━━ Input for this task ━━

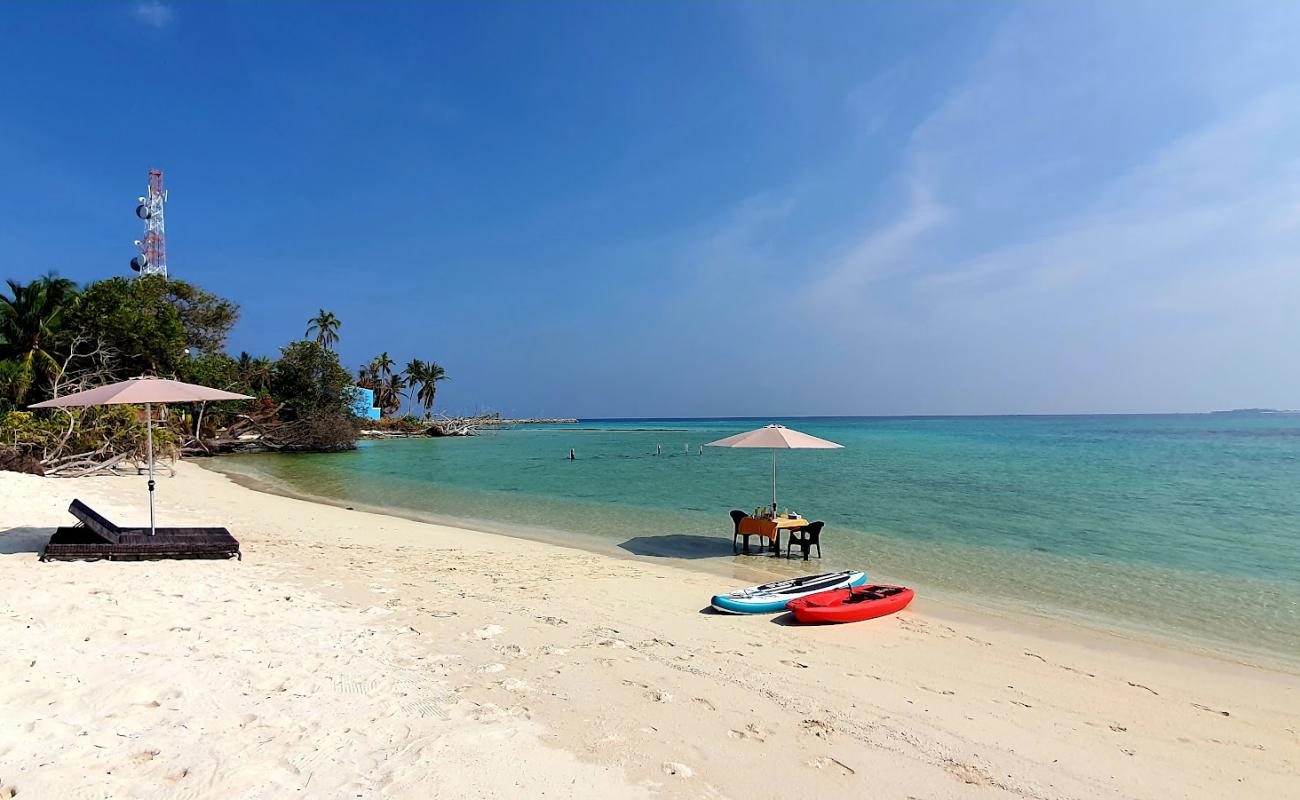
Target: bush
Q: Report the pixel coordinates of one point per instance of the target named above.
(150, 321)
(316, 393)
(105, 431)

━━━

» What you will do
Render all of the data above as a numbered list with blank lines dropped. Leave the pictures out.

» Solution to the exercise
1. Target: bush
2. Q: Report the pixel coordinates of one point per instance of the target named above.
3. (150, 321)
4. (316, 393)
5. (105, 431)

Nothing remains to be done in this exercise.